[Begin TEXT EXCERPT]
Luke 24:13-35 The Road to Emmaus – A Reflection by Canon Julie Boyd
Grant, O Lord, that in the written Word, and through the spoken Word, we may behold the living Word, our Saviour Jesus Christ. Amen.
In many ways and in the experience of many people, the world has slowed down. If you drive through town you see empty streets, if you take a precious walk as Boris has prescribed, you might just meet no one. There is very little traffic on the roads and the world is quieter.
Early in the morning as the dawn breaks on a new day there is a stillness that enfolds you.
This year more than any other I have really enjoyed hearing the morning chorus, the beautiful birdsong that greets the sun rising. On Easter Sunday morning when I led the dawn service from just outside my garden gate, the bird song was so loud I wondered whether people would be able to hear my words above the birdsong.
I stood there alone in the cool air, on the wet ground covered in the dew, and I felt a real sense of privilege to be leading the prayers of our church on that new day as we celebrated new beginnings in God’s sight.
As I stood there, I faced the sunrise which gradually gave more light to me and to the church behind me. I faced east.
Some would say that to face the sunrise is an outward sign of how inwardly we turn ourselves to face all that is new and good, full of hope and wonder.
Our church buildings usually face east as indeed does St Faith’s. A tradition that is born out of the story of our faith, and it is said, in order to face towards both Jerusalem and the rising sun.
By contrast, to walk the road from Jerusalem to Emmaus is to walk towards the west. The disciples in the gospel reading today were facing west as they walked away.
They were walking towards the sunset. You might say that that was simply the direction they were travelling in. But note that they were walking away, towards the sunset, and we are told that their faces were twisted with grief as they spoke to the stranger on the road.
“We were hoping”, they said, “that Jesus of Nazareth was the one who was going to rescue Israel”. WE WERE hoping, implies that they no longer hoped…. despite the fact that they had heard testimony that some of the women in their number who had visited the tomb and found it empty, were declaring that Jesus of Nazareth lived.
WE WERE HOPING, but now, we walk away, towards the sunset.
When we are living through difficult circumstances, grief or fear or loneliness or disappointment it is very easy to turn away, to walk towards the sunset, to let go of the hope that we used to have. To walk towards the sunset and to forget that there will be a new day to follow, to forget that the sunset is always a prelude to the sunrise.
Into this journey full of grief and brokenness came a stranger who walked beside them on the road, who took the same route to be with them.
He gently accepted the way they berated him for not knowing all about their story of grief at the loss of their friend and teacher, instead asking them to speak about it.
[End TEXT EXCERPT]
Carry the Road to Emmaus reflection forward from its last sentence, keeping the same voice.
[Begin DATASET ROWS]
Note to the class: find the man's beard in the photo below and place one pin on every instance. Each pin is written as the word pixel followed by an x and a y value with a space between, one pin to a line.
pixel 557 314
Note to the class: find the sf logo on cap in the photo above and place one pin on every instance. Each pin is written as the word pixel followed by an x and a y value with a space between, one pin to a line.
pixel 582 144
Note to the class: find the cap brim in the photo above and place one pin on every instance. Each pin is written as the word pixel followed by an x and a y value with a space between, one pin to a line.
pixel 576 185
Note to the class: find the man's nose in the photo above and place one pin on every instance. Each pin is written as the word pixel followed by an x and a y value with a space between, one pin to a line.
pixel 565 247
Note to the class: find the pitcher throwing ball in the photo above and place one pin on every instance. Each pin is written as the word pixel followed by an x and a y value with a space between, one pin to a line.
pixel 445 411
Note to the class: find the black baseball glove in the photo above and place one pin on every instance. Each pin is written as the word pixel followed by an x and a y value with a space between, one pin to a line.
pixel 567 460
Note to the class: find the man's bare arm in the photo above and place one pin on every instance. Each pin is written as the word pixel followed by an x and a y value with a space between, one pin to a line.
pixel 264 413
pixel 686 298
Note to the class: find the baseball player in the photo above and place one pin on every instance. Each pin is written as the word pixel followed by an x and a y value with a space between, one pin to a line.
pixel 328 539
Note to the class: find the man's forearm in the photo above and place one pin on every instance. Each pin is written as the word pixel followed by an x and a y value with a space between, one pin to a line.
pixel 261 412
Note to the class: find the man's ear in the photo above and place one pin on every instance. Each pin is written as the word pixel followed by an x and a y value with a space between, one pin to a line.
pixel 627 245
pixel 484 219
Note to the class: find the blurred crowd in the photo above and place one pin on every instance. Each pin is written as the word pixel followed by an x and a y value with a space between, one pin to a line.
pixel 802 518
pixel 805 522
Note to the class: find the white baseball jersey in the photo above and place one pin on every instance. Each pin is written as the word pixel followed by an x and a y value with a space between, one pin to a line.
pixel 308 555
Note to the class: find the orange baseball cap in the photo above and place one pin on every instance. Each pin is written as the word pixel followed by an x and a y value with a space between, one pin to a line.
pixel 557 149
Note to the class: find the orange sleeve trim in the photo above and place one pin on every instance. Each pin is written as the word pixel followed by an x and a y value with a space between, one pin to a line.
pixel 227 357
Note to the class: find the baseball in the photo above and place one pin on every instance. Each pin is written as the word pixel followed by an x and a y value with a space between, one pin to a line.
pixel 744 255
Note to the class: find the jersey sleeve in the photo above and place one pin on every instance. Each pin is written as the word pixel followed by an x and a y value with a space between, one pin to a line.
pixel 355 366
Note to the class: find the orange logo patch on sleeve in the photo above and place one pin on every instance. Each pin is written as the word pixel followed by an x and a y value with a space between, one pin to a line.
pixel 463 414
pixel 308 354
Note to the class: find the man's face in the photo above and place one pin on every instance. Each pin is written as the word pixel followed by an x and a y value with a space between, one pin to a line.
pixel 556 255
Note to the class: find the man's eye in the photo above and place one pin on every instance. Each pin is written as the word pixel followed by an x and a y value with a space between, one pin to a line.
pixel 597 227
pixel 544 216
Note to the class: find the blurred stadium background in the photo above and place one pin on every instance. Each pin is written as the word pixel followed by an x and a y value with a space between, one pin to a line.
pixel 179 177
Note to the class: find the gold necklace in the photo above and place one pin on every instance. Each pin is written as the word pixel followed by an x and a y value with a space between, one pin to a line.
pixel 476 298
[End DATASET ROWS]
### RESPONSE TO THIS EXERCISE
They poured out their bitter disappointment, their distress, their confusion to this stranger who then poured out fresh insight and new understanding of scripture such that they had never heard before.
Their hearts burned within them while he was talking to them. The darkness became light. As they walked together towards the sunset they did not want this new warmth to end, their direction was being strangely transformed.
An invitation to stay accepted, and
as he broke bread with them their eyes were opened.
Jesus is the bread of life. He comes to us to sustain us, he breaks the bread of his very life and gives it to us. He opens our eyes and helps us to see the sunrise.
In Emmaus that first day, their eyes were opened. And that very hour they turned, they walked the seven miles back to Jerusalem. They turned to face east, they walked towards the sunrise and full of joy and wonder of this bright new day they shared their story with the other disciples.
Their eyes were opened that day but we might still ask, did they really know what their future would look like?
What were they were turning back to? Returning to Jerusalem, as they did, wasn’t so much going back to where they were but rather turning towards a new future that had been lit by revelation.
The other day I was encouraged to listen to “Thought for the Day” on Radio 4 by Sam Wells. He spoke about how things are changing for all of us at the moment. He said that people are talking about getting back to normal but that he believes that we will not be getting back to normal but rather going forward to normal. We will adapt, we will change. He talked about how after the 2nd world war people were not wanting to get back to how they used to be, but that they wanted a new and better future.
In our reading, the disciples, who at first had completely given up hope after the death of Jesus, now turned on their heels and returned to Jerusalem to be with the other disciples in the upper room. But they were a group of people who were not going to be getting back to normal. They were going to discover what it was to go forward to normal. Life often puts us in situations where despite our reluctance, our only helpful and positive response is to do just that, to adapt, to discover new graces full of hope and light.
Perhaps that is the lesson for us all today, perhaps that is what the Emmaus story is giving to us in this new world of ours. Hope in new beginnings as we go forward to normal.
Thanks be to God. Amen.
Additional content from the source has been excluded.